## Given data
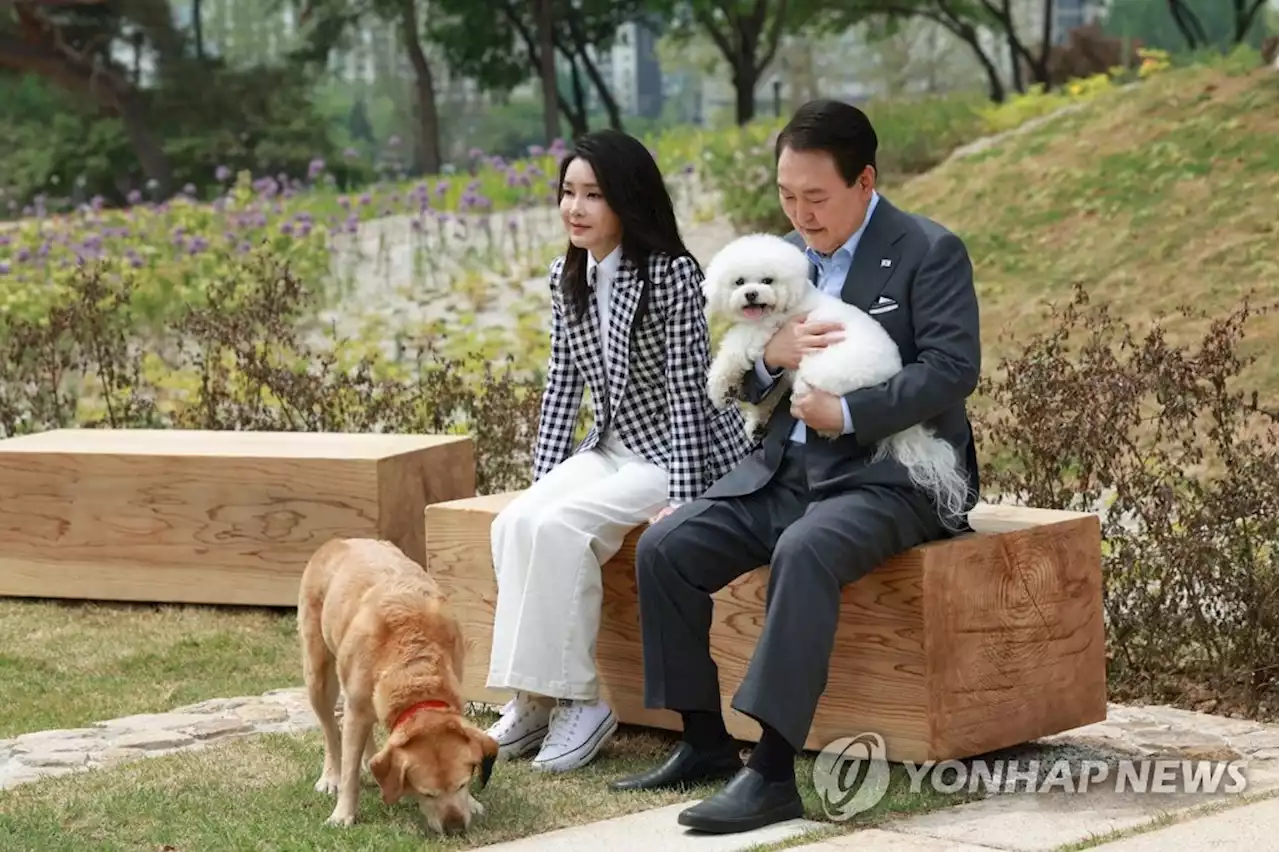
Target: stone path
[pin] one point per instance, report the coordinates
(649, 830)
(1015, 821)
(56, 752)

## Directions for this task
In full and without any pictures, print the listing above exactly.

## Response area
Target: stone path
[pin] one point per instance, report the coordinates
(649, 830)
(1015, 821)
(56, 752)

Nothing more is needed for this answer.